Data for the task>
····················

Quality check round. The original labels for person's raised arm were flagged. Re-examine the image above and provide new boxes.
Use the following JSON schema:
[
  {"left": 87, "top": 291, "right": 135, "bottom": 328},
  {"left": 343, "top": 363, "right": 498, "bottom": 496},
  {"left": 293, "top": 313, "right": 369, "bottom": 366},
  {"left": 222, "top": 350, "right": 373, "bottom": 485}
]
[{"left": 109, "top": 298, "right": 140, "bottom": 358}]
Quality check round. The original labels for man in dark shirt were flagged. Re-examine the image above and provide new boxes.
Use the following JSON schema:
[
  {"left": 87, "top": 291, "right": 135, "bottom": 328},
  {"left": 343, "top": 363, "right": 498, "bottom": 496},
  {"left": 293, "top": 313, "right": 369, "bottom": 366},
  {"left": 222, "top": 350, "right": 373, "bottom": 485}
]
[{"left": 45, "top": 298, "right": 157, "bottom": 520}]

····················

Task details> Copy every one of the records above word for word, keeping each line as it appears.

Answer to the task>
Quality check round. The original labels for person's raised arm were flagged. Re-examine the image above and provide new boxes.
Use the following JSON schema:
[
  {"left": 87, "top": 291, "right": 135, "bottom": 328},
  {"left": 343, "top": 363, "right": 498, "bottom": 496},
  {"left": 293, "top": 313, "right": 369, "bottom": 366},
  {"left": 222, "top": 350, "right": 373, "bottom": 485}
]
[{"left": 109, "top": 298, "right": 140, "bottom": 358}]
Quality check round. The original labels for man in dark shirt were flagged. Re-examine the image above and provide new boxes.
Use the following JSON schema:
[
  {"left": 87, "top": 291, "right": 135, "bottom": 328},
  {"left": 343, "top": 363, "right": 498, "bottom": 496},
  {"left": 293, "top": 313, "right": 369, "bottom": 366},
  {"left": 222, "top": 350, "right": 373, "bottom": 485}
]
[{"left": 45, "top": 298, "right": 157, "bottom": 520}]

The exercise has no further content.